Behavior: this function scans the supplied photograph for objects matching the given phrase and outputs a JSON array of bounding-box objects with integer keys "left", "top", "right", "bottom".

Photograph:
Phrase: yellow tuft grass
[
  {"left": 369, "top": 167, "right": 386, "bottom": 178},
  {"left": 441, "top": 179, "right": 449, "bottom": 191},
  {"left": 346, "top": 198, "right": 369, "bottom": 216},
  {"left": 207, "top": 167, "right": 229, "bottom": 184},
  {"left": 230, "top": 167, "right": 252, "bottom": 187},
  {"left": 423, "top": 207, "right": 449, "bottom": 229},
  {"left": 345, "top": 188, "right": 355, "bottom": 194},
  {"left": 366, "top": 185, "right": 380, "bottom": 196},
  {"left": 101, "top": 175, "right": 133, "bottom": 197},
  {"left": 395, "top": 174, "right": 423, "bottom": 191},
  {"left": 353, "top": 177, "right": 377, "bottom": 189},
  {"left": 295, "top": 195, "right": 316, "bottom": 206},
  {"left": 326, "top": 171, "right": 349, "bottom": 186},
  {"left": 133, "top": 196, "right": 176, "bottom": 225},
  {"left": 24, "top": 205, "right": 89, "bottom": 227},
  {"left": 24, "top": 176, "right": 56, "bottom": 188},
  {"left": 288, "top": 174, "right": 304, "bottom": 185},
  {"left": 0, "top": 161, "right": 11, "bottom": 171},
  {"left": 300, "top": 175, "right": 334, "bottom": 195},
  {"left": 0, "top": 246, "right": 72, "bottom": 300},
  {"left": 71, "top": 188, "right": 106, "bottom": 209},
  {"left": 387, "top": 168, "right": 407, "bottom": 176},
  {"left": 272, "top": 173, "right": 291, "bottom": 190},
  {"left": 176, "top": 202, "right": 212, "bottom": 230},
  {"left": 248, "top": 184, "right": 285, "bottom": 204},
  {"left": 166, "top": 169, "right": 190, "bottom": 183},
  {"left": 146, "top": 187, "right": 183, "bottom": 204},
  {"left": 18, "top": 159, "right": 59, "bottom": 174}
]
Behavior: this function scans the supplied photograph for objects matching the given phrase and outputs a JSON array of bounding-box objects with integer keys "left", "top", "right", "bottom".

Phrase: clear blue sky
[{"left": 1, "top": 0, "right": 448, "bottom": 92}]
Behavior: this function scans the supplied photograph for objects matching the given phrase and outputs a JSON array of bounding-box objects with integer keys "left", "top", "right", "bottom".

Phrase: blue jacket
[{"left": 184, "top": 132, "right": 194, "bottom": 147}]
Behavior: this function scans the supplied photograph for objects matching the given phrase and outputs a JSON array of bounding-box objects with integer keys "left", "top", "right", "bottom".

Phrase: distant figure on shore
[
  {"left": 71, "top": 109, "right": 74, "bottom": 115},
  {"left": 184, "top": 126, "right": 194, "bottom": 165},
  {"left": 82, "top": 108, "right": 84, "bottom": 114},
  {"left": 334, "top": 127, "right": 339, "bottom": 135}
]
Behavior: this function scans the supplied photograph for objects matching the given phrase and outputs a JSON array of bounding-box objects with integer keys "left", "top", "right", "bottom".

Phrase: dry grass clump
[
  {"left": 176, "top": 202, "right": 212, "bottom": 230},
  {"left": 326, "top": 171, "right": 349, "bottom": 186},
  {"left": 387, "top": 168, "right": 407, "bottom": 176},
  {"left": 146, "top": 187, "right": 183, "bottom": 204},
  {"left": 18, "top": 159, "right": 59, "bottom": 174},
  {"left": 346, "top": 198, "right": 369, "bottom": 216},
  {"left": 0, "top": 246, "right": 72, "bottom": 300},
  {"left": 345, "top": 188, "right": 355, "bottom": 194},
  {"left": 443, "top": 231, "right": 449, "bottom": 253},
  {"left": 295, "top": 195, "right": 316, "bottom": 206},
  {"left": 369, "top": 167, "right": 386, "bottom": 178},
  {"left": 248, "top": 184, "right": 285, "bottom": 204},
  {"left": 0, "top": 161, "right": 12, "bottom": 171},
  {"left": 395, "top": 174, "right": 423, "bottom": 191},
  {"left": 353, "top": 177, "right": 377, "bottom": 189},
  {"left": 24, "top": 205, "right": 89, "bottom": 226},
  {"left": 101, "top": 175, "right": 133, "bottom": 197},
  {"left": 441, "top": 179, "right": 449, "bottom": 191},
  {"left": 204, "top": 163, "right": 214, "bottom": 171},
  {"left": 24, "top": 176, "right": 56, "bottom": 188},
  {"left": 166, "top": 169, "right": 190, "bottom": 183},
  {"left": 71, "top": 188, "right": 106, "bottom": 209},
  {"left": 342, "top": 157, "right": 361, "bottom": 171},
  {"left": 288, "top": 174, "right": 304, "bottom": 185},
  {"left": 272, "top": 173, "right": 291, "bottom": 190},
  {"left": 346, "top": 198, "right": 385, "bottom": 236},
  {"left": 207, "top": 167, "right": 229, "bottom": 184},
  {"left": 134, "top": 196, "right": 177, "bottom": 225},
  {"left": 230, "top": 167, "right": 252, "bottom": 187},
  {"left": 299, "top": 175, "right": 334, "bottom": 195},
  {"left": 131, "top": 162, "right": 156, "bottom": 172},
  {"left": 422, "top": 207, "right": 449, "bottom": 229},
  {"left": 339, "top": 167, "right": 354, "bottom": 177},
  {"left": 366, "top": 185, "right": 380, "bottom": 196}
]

──────────────────────────────

Try it :: Give back the whole listing, word for word.

Response to the exercise ::
Behavior: this function scans the supplied photograph for objects matching the given phrase and outputs a JSON array of bounding-box objects with integer keys "left", "top", "right", "bottom".

Photograph:
Phrase: yellow tuft grass
[
  {"left": 369, "top": 167, "right": 386, "bottom": 178},
  {"left": 441, "top": 179, "right": 449, "bottom": 191},
  {"left": 346, "top": 198, "right": 369, "bottom": 216},
  {"left": 207, "top": 167, "right": 229, "bottom": 184},
  {"left": 230, "top": 167, "right": 252, "bottom": 187},
  {"left": 423, "top": 207, "right": 449, "bottom": 229},
  {"left": 345, "top": 188, "right": 355, "bottom": 194},
  {"left": 366, "top": 185, "right": 380, "bottom": 196},
  {"left": 101, "top": 175, "right": 133, "bottom": 197},
  {"left": 395, "top": 174, "right": 423, "bottom": 191},
  {"left": 353, "top": 177, "right": 377, "bottom": 189},
  {"left": 295, "top": 195, "right": 316, "bottom": 206},
  {"left": 326, "top": 171, "right": 349, "bottom": 186},
  {"left": 133, "top": 196, "right": 176, "bottom": 225},
  {"left": 24, "top": 205, "right": 89, "bottom": 227},
  {"left": 24, "top": 176, "right": 56, "bottom": 188},
  {"left": 288, "top": 174, "right": 304, "bottom": 185},
  {"left": 0, "top": 161, "right": 11, "bottom": 171},
  {"left": 300, "top": 175, "right": 334, "bottom": 195},
  {"left": 0, "top": 246, "right": 72, "bottom": 300},
  {"left": 71, "top": 188, "right": 106, "bottom": 209},
  {"left": 387, "top": 168, "right": 407, "bottom": 176},
  {"left": 272, "top": 173, "right": 291, "bottom": 190},
  {"left": 176, "top": 202, "right": 212, "bottom": 230},
  {"left": 248, "top": 184, "right": 285, "bottom": 204},
  {"left": 166, "top": 169, "right": 190, "bottom": 183},
  {"left": 146, "top": 187, "right": 183, "bottom": 204},
  {"left": 18, "top": 159, "right": 59, "bottom": 174}
]
Behavior: this function scans the supplied photograph for objects matching the given phrase and outputs a JSON array of bounding-box objects with integer keys "left", "top", "right", "bottom".

Phrase: clear blue sky
[{"left": 1, "top": 0, "right": 448, "bottom": 92}]
Behavior: this function scans the supplied photograph for objects matching the given phrase and outputs a JSON array of bounding-box objects with integer keys "left", "top", "right", "bottom".

Phrase: blue jacket
[{"left": 184, "top": 132, "right": 194, "bottom": 147}]
Behavior: this function scans the supplied photograph for objects matching the given phrase and outputs a JSON array of bounding-box objects with integer keys "left", "top", "right", "bottom".

Phrase: distant figure on shore
[
  {"left": 71, "top": 109, "right": 74, "bottom": 115},
  {"left": 184, "top": 126, "right": 194, "bottom": 165},
  {"left": 82, "top": 108, "right": 84, "bottom": 114},
  {"left": 334, "top": 127, "right": 339, "bottom": 135}
]
Behavior: this function scans the supplied photograph for objects matching the given phrase and outputs a JSON array of bounding-box objects with integer keys "left", "top", "right", "bottom".

Phrase: dry grass clump
[
  {"left": 176, "top": 202, "right": 212, "bottom": 230},
  {"left": 326, "top": 171, "right": 349, "bottom": 186},
  {"left": 387, "top": 168, "right": 407, "bottom": 176},
  {"left": 146, "top": 187, "right": 183, "bottom": 204},
  {"left": 18, "top": 159, "right": 59, "bottom": 174},
  {"left": 346, "top": 198, "right": 369, "bottom": 216},
  {"left": 0, "top": 246, "right": 72, "bottom": 300},
  {"left": 345, "top": 188, "right": 355, "bottom": 194},
  {"left": 443, "top": 231, "right": 449, "bottom": 253},
  {"left": 295, "top": 195, "right": 316, "bottom": 206},
  {"left": 369, "top": 167, "right": 386, "bottom": 178},
  {"left": 248, "top": 184, "right": 285, "bottom": 204},
  {"left": 0, "top": 161, "right": 12, "bottom": 171},
  {"left": 395, "top": 174, "right": 423, "bottom": 191},
  {"left": 353, "top": 177, "right": 377, "bottom": 189},
  {"left": 24, "top": 205, "right": 89, "bottom": 226},
  {"left": 101, "top": 175, "right": 133, "bottom": 197},
  {"left": 441, "top": 179, "right": 449, "bottom": 191},
  {"left": 204, "top": 163, "right": 214, "bottom": 171},
  {"left": 24, "top": 176, "right": 56, "bottom": 188},
  {"left": 166, "top": 169, "right": 190, "bottom": 183},
  {"left": 71, "top": 188, "right": 106, "bottom": 209},
  {"left": 342, "top": 157, "right": 361, "bottom": 171},
  {"left": 288, "top": 174, "right": 304, "bottom": 185},
  {"left": 272, "top": 173, "right": 291, "bottom": 190},
  {"left": 346, "top": 198, "right": 385, "bottom": 236},
  {"left": 207, "top": 167, "right": 229, "bottom": 184},
  {"left": 134, "top": 196, "right": 177, "bottom": 225},
  {"left": 230, "top": 167, "right": 252, "bottom": 187},
  {"left": 299, "top": 175, "right": 334, "bottom": 195},
  {"left": 131, "top": 162, "right": 156, "bottom": 172},
  {"left": 422, "top": 207, "right": 449, "bottom": 229},
  {"left": 339, "top": 167, "right": 354, "bottom": 177},
  {"left": 366, "top": 185, "right": 380, "bottom": 196}
]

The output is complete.